* start Source records *

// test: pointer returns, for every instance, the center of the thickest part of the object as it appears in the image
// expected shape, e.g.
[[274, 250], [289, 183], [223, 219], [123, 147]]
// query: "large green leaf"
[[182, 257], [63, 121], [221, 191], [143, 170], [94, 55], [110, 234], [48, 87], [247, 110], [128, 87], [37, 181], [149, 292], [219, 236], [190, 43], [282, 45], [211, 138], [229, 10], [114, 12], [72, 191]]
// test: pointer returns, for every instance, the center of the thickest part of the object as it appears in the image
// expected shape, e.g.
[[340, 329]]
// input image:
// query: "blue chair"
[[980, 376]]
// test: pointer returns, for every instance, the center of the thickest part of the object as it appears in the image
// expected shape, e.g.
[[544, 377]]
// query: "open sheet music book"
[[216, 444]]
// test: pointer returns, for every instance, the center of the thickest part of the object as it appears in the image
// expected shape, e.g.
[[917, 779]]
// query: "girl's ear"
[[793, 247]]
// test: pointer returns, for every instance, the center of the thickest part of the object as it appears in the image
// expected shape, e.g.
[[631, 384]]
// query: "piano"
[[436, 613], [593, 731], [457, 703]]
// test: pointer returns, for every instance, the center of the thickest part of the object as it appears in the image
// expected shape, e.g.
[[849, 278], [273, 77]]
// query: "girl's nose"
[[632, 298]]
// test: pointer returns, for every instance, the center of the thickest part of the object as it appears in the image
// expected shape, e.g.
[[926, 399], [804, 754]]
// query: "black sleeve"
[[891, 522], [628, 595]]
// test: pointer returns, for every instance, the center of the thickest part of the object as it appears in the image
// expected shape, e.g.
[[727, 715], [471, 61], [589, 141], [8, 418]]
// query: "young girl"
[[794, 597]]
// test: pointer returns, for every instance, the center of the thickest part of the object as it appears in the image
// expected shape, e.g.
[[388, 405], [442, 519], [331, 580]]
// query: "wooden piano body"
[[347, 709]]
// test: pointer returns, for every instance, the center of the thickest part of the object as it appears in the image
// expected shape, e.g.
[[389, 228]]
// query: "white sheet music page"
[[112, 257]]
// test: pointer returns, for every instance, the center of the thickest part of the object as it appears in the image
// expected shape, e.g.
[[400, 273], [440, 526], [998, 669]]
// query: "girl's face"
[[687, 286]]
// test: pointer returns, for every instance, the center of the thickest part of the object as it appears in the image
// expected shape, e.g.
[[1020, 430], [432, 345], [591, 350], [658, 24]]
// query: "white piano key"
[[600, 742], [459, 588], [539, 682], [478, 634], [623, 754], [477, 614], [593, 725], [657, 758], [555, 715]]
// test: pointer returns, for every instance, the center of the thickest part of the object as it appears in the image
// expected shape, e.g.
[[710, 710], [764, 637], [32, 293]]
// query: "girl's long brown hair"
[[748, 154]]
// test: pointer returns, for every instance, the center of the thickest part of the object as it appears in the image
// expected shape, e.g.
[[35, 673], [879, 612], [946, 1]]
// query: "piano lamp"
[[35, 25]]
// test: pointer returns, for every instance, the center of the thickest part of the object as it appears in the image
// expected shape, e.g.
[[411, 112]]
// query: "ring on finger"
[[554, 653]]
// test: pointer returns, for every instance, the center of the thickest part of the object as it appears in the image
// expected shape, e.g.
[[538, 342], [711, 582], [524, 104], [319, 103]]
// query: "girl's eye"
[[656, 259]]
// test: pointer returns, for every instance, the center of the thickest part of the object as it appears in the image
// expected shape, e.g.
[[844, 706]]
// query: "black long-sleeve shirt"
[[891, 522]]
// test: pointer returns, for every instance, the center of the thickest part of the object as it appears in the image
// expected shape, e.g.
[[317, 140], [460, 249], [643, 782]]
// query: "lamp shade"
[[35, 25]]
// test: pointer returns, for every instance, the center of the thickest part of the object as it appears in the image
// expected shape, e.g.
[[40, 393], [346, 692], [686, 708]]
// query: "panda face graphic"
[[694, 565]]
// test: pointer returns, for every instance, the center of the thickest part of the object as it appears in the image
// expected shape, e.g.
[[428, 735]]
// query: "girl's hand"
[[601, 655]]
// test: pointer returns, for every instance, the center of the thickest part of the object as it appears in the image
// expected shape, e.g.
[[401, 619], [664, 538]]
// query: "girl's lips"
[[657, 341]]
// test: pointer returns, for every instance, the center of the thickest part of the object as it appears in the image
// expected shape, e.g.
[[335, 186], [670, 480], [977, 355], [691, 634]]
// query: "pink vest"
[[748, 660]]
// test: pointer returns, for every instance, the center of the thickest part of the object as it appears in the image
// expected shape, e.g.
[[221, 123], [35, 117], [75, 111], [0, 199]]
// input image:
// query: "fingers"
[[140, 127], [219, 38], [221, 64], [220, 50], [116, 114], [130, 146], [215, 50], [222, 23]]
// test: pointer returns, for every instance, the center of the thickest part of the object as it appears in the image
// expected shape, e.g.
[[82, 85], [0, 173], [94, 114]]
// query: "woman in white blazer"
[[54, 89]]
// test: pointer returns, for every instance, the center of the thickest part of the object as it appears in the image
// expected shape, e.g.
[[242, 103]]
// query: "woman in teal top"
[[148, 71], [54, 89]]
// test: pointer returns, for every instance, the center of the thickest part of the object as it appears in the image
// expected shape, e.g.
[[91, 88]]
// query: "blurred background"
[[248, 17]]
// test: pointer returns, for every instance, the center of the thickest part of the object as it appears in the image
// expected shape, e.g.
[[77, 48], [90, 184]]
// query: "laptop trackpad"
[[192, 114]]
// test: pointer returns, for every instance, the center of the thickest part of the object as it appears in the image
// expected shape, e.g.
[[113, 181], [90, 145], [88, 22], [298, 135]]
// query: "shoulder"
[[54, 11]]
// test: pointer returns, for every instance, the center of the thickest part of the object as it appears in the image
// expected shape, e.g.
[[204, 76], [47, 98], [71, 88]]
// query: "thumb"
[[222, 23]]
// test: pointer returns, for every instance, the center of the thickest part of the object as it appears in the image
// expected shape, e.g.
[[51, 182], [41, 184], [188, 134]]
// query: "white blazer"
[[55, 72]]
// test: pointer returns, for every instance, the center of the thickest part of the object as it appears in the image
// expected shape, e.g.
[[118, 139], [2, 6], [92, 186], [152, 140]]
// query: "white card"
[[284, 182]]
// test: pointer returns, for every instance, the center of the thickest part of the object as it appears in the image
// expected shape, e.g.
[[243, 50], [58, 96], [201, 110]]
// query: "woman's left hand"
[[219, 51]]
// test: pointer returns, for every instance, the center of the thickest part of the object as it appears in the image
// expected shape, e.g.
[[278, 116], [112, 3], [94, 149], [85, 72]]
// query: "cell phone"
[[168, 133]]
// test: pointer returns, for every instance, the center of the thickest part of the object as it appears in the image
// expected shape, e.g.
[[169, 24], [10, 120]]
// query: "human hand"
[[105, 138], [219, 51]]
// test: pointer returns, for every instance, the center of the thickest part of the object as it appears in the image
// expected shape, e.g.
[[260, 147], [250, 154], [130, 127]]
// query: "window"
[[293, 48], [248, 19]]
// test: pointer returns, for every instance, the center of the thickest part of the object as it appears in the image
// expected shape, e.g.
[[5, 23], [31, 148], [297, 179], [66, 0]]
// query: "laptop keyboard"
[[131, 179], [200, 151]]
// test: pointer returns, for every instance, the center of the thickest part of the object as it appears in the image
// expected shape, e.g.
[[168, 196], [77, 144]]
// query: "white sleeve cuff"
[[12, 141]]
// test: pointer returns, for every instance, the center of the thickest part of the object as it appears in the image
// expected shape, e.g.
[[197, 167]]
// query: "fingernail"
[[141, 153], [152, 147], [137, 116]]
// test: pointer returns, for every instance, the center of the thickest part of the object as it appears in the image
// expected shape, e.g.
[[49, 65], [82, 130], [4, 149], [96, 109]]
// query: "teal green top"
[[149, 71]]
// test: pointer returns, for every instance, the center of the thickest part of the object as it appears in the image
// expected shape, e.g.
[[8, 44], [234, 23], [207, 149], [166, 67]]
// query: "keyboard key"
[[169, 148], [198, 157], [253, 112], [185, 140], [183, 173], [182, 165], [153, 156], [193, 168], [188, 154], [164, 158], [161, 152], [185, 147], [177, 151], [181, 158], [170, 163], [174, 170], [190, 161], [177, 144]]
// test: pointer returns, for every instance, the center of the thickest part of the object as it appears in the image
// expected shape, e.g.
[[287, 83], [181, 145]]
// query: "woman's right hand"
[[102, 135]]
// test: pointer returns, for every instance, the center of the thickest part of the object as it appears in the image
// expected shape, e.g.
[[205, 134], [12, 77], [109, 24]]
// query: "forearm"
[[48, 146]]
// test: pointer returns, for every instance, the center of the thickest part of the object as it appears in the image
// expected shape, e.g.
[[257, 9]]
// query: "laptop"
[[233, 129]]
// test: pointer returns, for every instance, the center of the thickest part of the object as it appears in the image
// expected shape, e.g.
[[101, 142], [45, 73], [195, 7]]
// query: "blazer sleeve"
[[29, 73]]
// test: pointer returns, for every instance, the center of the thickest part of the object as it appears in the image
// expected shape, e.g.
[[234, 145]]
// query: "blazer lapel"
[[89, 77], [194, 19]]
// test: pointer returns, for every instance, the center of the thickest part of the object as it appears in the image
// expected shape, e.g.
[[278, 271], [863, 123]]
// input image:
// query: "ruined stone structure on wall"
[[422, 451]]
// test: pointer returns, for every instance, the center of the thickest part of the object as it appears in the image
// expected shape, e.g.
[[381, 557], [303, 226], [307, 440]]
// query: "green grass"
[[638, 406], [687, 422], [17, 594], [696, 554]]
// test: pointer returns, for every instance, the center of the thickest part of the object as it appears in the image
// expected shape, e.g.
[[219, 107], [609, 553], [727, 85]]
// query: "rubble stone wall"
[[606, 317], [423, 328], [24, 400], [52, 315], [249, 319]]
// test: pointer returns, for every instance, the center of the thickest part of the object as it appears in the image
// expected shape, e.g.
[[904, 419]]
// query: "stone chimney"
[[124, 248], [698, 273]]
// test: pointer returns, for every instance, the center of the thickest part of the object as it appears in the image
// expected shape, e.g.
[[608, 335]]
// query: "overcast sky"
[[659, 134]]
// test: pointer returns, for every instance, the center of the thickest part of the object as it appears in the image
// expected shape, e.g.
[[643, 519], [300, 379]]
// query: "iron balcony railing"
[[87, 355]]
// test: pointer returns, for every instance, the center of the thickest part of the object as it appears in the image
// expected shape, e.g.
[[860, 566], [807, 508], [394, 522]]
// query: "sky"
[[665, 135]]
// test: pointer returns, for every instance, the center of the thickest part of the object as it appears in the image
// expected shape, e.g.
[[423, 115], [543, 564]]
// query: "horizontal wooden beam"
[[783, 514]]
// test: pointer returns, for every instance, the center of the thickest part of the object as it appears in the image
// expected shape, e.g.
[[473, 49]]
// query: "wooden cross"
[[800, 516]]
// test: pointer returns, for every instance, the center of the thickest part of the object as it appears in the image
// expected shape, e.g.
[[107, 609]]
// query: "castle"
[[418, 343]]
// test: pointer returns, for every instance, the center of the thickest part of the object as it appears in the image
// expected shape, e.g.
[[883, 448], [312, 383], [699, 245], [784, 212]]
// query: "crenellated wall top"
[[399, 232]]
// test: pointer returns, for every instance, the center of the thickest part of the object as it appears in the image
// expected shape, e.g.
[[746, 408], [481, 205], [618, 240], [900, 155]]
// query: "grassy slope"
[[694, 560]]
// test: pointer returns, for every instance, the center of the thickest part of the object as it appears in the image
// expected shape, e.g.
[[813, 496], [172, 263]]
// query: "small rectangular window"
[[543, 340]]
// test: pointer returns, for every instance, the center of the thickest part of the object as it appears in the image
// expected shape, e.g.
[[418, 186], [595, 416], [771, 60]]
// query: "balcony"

* end Source records *

▶ **Work required**
Rewrite the lines from the very first one through the line that contains "[[980, 376]]", putting "prompt" wherever "query" appears and changing nothing else. Give only those lines.

▶ **Correct result**
// test: pointer returns, for every instance, the center of the thickest part of the object as it appears in the image
// expected shape, e.g.
[[274, 250], [289, 183], [223, 219], [123, 147]]
// prompt: "large green leaf"
[[182, 257], [63, 121], [221, 191], [143, 170], [94, 55], [110, 234], [48, 87], [247, 110], [128, 87], [37, 181], [149, 292], [219, 236], [190, 43], [282, 45], [211, 138], [229, 10], [114, 12], [72, 191]]
// test: pointer returns, for every instance, the center of the thickest part of the object as it appears in the image
// expected shape, e.g.
[[340, 329]]
// input image:
// prompt: "blue chair"
[[980, 376]]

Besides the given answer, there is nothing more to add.